==== Provided data ====

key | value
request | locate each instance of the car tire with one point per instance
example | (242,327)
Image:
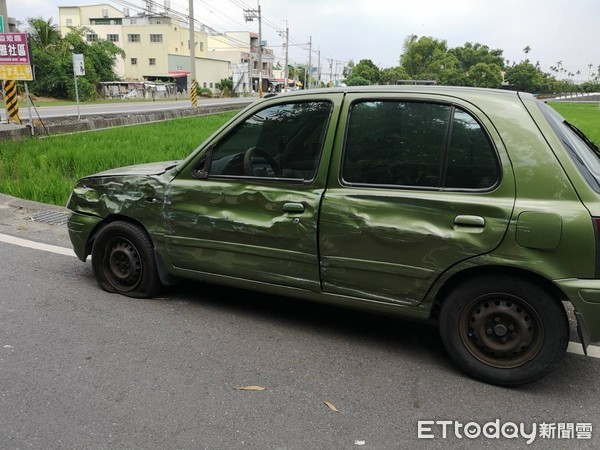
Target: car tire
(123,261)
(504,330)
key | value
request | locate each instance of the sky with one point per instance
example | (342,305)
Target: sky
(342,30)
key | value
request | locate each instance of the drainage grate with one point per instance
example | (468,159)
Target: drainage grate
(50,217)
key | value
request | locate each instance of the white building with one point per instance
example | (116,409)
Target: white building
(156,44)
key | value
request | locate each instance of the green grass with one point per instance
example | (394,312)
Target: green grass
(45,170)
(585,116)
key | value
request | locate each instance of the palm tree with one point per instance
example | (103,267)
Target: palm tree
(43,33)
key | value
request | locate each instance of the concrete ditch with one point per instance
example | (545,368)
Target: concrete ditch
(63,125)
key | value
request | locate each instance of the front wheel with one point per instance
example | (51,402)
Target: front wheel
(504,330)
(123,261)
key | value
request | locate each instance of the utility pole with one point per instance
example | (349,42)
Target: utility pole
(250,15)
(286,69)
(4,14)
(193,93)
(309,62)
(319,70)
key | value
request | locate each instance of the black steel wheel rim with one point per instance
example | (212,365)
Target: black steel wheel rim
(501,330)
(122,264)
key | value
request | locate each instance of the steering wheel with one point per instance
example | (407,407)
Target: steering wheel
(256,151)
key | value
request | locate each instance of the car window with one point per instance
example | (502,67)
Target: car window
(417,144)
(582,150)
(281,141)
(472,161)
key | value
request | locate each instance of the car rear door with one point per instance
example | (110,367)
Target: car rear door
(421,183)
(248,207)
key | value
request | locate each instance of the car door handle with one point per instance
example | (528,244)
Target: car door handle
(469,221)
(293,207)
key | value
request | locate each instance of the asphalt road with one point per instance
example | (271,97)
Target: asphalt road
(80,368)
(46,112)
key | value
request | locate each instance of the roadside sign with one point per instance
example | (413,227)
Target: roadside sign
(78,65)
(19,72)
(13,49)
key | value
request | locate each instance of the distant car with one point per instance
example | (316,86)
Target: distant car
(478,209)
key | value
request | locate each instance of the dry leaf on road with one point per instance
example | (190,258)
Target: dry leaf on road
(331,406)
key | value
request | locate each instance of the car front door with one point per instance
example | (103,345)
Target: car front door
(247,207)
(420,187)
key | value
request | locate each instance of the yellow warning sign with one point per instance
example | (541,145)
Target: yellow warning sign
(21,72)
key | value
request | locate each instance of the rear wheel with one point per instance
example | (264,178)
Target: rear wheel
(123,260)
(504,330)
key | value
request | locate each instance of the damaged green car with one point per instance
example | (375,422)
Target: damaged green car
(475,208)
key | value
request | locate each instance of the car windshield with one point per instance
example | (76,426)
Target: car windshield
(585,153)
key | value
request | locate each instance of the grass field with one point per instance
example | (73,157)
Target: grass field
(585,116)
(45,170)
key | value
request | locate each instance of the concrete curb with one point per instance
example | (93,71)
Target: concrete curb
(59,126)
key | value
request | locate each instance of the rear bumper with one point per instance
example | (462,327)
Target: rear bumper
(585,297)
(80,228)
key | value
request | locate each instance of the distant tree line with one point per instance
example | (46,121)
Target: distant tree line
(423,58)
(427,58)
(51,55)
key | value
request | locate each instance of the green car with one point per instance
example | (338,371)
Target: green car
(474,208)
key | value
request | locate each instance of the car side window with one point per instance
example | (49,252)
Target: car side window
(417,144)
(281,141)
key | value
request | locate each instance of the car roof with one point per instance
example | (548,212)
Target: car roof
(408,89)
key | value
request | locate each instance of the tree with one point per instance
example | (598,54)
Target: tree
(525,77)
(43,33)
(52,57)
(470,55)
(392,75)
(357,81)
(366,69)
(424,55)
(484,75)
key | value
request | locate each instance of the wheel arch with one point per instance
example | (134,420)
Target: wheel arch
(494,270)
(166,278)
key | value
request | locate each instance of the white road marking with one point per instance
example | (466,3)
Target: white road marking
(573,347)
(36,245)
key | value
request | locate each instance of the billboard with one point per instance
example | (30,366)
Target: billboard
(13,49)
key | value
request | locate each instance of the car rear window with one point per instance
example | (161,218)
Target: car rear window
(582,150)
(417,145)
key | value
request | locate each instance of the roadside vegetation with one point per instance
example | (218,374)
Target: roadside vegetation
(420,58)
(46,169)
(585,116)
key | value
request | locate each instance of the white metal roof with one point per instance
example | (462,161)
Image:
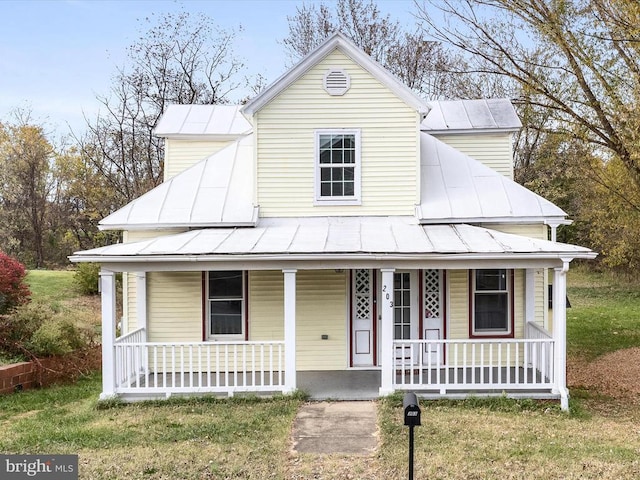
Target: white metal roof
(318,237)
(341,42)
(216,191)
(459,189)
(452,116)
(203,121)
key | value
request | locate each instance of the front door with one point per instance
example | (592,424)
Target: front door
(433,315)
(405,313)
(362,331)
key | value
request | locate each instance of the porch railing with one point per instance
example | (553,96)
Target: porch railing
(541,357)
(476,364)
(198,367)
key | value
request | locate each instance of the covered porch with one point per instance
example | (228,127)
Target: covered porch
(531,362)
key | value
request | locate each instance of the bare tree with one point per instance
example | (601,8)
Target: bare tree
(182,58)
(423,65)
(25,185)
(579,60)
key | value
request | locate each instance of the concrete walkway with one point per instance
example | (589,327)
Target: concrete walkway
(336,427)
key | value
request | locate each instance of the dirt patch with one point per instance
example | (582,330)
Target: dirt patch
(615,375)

====

Report every line of the entries above that contains the word "walkway", copying each such line in full.

request | locate each instance of the concrete walkway with one point per instance
Target: concrete walkway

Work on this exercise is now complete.